Passage to read
┌────────
Issue #8188: Introduce a new scheme for computing hashes of numbers
(instances of int, float, complex, decimal.Decimal and
fractions.Fraction) that makes it easy to maintain the invariant that
hash(x) == hash(y) whenever x and y have equal value.
diff --git a/Lib/fractions.py b/Lib/fractions.py
index fc8a12c..51e67e2 100644
--- a/Lib/fractions.py
+++ b/Lib/fractions.py
@@ -8,6 +8,7 @@
import numbers
import operator
import re
+import sys
__all__ = ['Fraction', 'gcd']
@@ -23,6 +24,12 @@
a, b = b, a%b
return a
+# Constants related to the hash implementation; hash(x) is based
+# on the reduction of x modulo the prime _PyHASH_MODULUS.
+_PyHASH_MODULUS = sys.hash_info.modulus
+# Value to be used for rationals that reduce to infinity modulo
+# _PyHASH_MODULUS.
+_PyHASH_INF = sys.hash_info.inf
_RATIONAL_FORMAT = re.compile(r"""
└────────
Material shown
┌────────
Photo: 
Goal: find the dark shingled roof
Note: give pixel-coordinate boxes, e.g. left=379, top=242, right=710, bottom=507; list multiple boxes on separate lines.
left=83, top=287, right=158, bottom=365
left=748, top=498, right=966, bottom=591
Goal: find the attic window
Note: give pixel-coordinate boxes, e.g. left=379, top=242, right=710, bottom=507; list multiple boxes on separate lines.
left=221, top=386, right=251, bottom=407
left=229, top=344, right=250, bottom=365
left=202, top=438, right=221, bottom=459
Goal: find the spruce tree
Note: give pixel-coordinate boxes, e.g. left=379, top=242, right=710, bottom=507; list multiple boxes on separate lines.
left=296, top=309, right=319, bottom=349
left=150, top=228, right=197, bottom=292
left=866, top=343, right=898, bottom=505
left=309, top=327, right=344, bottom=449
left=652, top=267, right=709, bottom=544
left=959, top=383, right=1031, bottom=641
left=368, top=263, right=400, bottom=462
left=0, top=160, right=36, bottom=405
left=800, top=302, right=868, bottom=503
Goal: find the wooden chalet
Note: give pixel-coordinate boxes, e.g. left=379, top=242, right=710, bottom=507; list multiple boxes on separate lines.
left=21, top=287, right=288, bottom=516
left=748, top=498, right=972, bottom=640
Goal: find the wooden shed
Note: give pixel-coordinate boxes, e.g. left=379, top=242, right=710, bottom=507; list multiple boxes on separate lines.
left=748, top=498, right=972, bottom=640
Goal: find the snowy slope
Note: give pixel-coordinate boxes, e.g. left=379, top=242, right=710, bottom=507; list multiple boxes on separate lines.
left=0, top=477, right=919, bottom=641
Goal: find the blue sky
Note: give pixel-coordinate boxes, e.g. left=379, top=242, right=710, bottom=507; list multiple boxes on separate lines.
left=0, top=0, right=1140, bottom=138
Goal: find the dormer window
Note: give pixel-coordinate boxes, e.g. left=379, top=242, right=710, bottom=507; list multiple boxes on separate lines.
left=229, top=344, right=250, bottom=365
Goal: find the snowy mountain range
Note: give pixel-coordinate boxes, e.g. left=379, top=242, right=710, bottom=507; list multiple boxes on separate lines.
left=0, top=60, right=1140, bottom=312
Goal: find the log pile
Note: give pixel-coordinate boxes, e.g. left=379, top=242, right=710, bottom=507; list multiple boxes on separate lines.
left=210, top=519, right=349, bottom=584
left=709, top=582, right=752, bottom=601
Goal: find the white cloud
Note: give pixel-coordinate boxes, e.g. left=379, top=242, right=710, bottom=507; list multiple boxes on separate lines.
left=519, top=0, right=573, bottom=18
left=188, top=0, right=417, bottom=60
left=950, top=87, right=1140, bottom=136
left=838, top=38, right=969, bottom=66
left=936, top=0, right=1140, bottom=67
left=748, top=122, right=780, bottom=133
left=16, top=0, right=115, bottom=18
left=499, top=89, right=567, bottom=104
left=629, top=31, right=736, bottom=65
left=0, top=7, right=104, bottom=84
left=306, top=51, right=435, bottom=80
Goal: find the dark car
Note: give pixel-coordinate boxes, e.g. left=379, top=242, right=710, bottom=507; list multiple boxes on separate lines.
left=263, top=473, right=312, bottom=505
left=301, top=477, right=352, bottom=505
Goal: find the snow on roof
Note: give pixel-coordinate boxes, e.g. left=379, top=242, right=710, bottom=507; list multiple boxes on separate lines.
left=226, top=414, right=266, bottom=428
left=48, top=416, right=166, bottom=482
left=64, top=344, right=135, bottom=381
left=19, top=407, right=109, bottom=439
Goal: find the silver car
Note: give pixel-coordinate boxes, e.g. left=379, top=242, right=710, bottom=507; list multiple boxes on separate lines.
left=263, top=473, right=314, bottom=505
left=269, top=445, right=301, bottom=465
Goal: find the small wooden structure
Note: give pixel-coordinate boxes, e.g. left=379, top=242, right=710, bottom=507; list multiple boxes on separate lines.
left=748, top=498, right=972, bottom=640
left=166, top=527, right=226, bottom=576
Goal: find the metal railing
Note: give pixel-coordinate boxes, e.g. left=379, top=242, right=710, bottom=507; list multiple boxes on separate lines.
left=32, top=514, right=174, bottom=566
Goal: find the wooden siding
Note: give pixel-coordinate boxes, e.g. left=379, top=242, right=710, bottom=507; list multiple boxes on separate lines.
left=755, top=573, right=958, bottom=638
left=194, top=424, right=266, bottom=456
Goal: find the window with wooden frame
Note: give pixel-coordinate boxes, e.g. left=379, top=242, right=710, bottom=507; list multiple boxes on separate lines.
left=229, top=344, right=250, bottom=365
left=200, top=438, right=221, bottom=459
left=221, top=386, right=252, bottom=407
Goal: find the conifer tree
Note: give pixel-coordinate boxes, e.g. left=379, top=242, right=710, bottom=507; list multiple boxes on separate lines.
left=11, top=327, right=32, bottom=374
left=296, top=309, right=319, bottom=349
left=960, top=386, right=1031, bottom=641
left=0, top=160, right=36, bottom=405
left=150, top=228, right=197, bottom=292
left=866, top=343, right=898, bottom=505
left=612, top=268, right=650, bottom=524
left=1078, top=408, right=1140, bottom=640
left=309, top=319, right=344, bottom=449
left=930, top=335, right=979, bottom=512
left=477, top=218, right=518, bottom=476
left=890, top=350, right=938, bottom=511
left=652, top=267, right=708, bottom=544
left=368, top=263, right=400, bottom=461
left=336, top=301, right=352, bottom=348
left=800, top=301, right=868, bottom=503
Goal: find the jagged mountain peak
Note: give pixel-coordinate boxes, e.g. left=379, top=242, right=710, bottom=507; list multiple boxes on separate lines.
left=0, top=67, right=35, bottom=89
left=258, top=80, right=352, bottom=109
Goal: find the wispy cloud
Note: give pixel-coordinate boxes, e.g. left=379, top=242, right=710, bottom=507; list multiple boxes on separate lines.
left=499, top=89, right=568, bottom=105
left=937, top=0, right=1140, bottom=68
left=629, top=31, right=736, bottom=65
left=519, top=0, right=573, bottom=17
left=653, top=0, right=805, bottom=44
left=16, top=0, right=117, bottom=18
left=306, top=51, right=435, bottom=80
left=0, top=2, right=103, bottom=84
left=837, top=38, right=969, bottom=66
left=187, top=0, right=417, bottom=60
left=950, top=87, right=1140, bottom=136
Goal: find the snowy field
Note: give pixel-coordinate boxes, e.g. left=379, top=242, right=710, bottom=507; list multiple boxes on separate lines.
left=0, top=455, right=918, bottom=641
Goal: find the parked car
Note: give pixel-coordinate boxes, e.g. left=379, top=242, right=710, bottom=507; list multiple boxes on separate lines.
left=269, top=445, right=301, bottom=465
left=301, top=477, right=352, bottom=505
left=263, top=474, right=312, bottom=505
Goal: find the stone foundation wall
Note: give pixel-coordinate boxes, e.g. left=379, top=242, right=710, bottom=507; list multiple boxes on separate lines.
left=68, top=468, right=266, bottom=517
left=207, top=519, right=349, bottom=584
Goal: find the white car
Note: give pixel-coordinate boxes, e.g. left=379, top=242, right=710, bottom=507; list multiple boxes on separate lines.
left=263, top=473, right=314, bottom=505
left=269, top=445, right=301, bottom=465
└────────
Requirement A
In the number-hashing patch, switch "invariant" to "property" and write out the passage that begins at the words "Issue #8188: Introduce" and stops after "have equal value.".
Requirement B
According to the number-hashing patch, which module is newly imported into fractions.py?
Requirement C
Summarize the number-hashing patch in two sentences.

Expected output A
Issue #8188: Introduce a new scheme for computing hashes of numbers
(instances of int, float, complex, decimal.Decimal and
fractions.Fraction) that makes it easy to maintain the property that
hash(x) == hash(y) whenever x and y have equal value.

Expected output B
sys

Expected output C
Issue #8188 introduces a new scheme for hashing numbers (int, float, complex, decimal.Decimal and fractions.Fraction) that makes it easy to keep hash(x) equal to hash(y) whenever x and y have equal value. In Lib/fractions.py, the patch imports sys and adds two constants: _PyHASH_MODULUS, the prime from sys.hash_info.modulus that hashes are reduced by, and _PyHASH_INF, from sys.hash_info.inf, for rationals that reduce to infinity modulo that prime.